中医協・22年度診療報酬改定を答申 オンライン診療で患者の受診機会増に期待 営利追及への懸念も
公開日時 2022/02/10 05:30
中医協は2月9日、2022年度診療報酬改定を答申した。焦点の一つだった、オンライン診療については初診料を251点、再診料を73点とした。患者の利便性向上も期待されるなかで、支払側の間宮清委員(日本労働組合総連合会「患者本位の医療を確立する連絡会」委員)は同日の会見で、「患者の受診機会を増やすことは大事だ」とオンライン診療の普及に期待を寄せた。一方で、課題もある。日本医師会の中川俊男会長は、「日本医師会は、オンライン診療が営利追求の市場になることを認めない」と牽制した。地域医療提供体制への影響も懸念を示し、必要があれば、「期中であっても速やかに診療報酬要件の見直しを要請する」と強調した。
オンライン診療をめぐっては恒久化に向けた議論が進むなかで、初診の評価が焦点となった。診療報酬上の評価が対面よりも低い点数であることが普及の妨げとなっていることを指摘するなかで、経団連が対面診療と同等の水準とすることを求めるなど声があがっていた。22年度改定では、「初診料(情報通信機器を用いた場合)」を251点とした。診療・支払各側の意見の隔たりが大きく、公益裁定により、「対面診療の点数水準(288点)と、時限的・特例的な対応の点数水準(214点)の中間程度の水準」とすることが決められていた
(関連記事)。このほか、「再診料(情報通信機器を用いた場合)」、「外来診療料(情報通信機器を用いた場合)」はいずれも73点とした。一方で、要件として設定されていた、医療機関と患者との間の時間・距離要件、オンライン診療の実施割合の上限は撤廃された。
◎支払側・間宮委員 体力的、経済的、時間的負担の軽減も
支払側の間宮委員は、移動しないことで患者の体力的、経済的、時間的負担が軽減されるとの見方を示したうえで、「医療機関で広く対応していただけるのかどうか。ちょっと不安だと思う。ぜひ対応していっていただきたいし、国も後押ししていっていただきたい」と述べた。「患者の受診機会を増やすことは大事だ。問題があれば検査をしっかりしましょうと誘導すればいい話で、初診からオンライン診療できるようにしていくことが大事だ」と歓迎した。
支払側の松本真人委員(健康保険組合連合会理事)は、「オンライン診療は患者にとっては利便性だけでなく、コロナ禍を経験し、感染リスクを軽減できるという安全性のメリットもあると考えている」と述べた。
◎距離要件撤廃に危機感露わに 地域医療への影響を懸念
診療側は、一貫してオンライン診療を対面診療の補完として位置づけることを求めてきた。日医の中川会長は、「オンライン診療は、対面診療と適切に組み合わせて行うことで、患者の安全性と利便性の両方を向上させることもできる」との見解を表明。患者の病態に合わせて活用すべきとの見方も示した。

■ **元データ**:
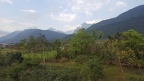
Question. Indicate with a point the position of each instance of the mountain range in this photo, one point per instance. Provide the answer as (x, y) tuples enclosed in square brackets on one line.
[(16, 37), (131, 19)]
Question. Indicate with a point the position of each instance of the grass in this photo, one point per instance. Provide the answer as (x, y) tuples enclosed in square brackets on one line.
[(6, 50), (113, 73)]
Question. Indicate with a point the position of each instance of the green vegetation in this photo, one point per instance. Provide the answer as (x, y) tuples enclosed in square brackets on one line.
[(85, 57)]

■ **練習問題**:
**1)** 本文で名前が挙がっている人物を、記事に示された肩書きとともにすべて挙げてください。
**2)** 本文について、次の問いに答えてください。
(a) 中医協が2022年度診療報酬改定を答申したのは何月何日ですか。
(b) 公益裁定では、オンライン診療の初診料をどのような水準にすると決めましたか。
(c) 松本委員は、利便性のほかにどのような安全性のメリットを挙げましたか。
記録を参照する必要はありません。

■ **解答**:
**1)**
・間宮清：支払側委員（日本労働組合総連合会「患者本位の医療を確立する連絡会」委員）
・中川俊男：日本医師会会長
・松本真人：支払側委員（健康保険組合連合会理事）

**2)**
(a) 2月9日です。
(b) 対面診療の点数水準（288点）と、時限的・特例的な対応の点数水準（214点）の中間程度の水準です。
(c) 感染リスクを軽減できることです。